**Goal of the exercise:** Reproduce every record exactly as given.

**Data for the task:**
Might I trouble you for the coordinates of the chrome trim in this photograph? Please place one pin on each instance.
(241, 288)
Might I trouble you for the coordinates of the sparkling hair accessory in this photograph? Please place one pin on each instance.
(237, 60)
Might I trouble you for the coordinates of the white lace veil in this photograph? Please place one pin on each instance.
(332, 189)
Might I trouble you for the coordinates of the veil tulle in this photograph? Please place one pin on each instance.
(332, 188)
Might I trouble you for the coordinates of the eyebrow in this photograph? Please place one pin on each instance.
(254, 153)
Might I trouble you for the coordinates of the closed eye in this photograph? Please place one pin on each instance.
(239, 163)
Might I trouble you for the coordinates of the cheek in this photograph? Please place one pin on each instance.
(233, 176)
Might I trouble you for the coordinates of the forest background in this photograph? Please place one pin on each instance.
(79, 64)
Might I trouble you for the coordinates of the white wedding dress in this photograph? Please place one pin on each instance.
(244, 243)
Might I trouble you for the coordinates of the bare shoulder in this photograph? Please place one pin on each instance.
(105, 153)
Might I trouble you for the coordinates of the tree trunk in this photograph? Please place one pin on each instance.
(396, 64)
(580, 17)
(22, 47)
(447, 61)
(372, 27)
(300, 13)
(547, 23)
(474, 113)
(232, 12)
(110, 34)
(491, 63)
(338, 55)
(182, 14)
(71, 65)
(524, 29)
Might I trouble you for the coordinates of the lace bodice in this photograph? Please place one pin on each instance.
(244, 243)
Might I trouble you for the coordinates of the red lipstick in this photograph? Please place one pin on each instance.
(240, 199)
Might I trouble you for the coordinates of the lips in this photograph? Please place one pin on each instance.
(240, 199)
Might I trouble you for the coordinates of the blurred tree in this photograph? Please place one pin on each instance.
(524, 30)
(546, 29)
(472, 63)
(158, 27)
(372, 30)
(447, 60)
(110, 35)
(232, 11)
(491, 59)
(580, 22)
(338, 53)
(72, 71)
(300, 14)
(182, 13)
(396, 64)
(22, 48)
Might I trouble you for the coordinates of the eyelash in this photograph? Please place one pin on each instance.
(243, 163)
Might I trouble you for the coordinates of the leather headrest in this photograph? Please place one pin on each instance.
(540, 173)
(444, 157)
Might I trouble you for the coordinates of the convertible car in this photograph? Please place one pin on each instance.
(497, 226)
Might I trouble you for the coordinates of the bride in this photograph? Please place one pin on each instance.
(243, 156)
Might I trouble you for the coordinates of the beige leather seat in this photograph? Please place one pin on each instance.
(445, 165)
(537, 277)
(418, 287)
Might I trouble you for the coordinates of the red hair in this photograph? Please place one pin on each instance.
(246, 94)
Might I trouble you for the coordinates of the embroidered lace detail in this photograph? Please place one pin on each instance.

**Answer box:**
Might I trouble you for the coordinates of the chrome trim in this photograph? Please place one pin on each instance.
(241, 288)
Might I trouble you for the coordinates of the sparkling hair accessory in this photograph? Please place one pin on each instance.
(237, 60)
Might I trouble you for the coordinates of the white lace veil in this photograph? Please place one pin on each instance.
(332, 189)
Might I trouble you for the coordinates of the veil tulle in this photograph? Please place one pin on each instance.
(332, 188)
Might I trouble you for the coordinates of the eyebrow in this photograph? Please place one pin on each instance.
(254, 153)
Might I trouble you for the coordinates of the closed eye in this photograph? Please place one pin on each instance.
(239, 163)
Might I trouble you for the coordinates of the cheek in this photograph? Please place one pin on each instance.
(233, 176)
Might I trouble you for the coordinates of the forest background in this photograph? Please place one pin on each instance.
(79, 64)
Might I trouble you for the coordinates of the white wedding dress in this photograph? Please place one pin on each instance.
(244, 243)
Might I trouble you for the coordinates of the bare shoulder in this photograph? Please place one pin on each instance.
(105, 153)
Might I trouble you for the coordinates of the tree trunk in this photograph? Please place one pin on each instance.
(396, 64)
(580, 17)
(22, 47)
(447, 61)
(372, 27)
(300, 13)
(547, 23)
(474, 113)
(232, 12)
(110, 34)
(491, 63)
(338, 55)
(182, 14)
(71, 65)
(524, 29)
Might I trouble you for the coordinates of the lace bodice in this photograph? Please place one pin on each instance.
(244, 243)
Might I trouble you for the coordinates of the red lipstick in this photograph? Please place one pin on each instance.
(240, 199)
Might I trouble you for the coordinates of the lips in this photograph? Please place one pin on each instance.
(240, 199)
Might I trouble you for the coordinates of the blurred tree in this photograph? Please place one pin on each instance.
(524, 30)
(546, 29)
(472, 63)
(158, 27)
(372, 30)
(447, 60)
(110, 35)
(232, 11)
(491, 59)
(580, 22)
(338, 53)
(72, 71)
(300, 14)
(182, 13)
(396, 64)
(22, 48)
Might I trouble you for the coordinates of the eyelash in this photograph? Please place one pin on each instance.
(243, 163)
Might I trouble you for the coordinates of the leather headrest in this photograph? Please place one pin on each instance.
(540, 173)
(444, 157)
Might I trouble you for the coordinates of the convertible car in this photograph? Please place one pin on each instance.
(497, 226)
Might I trouble you for the coordinates of the bride in this photograph? Please place one pin on each instance.
(243, 156)
Might I trouble you for the coordinates of the beige leather seat in this photograph? Please place one pin on each instance.
(445, 165)
(537, 277)
(418, 287)
Might I trouble you for the coordinates of the red hair in this photograph? Please place one pin on each instance.
(246, 94)
Might I trouble you for the coordinates of the embroidered lace detail in this photograph? Please place one pin on each instance.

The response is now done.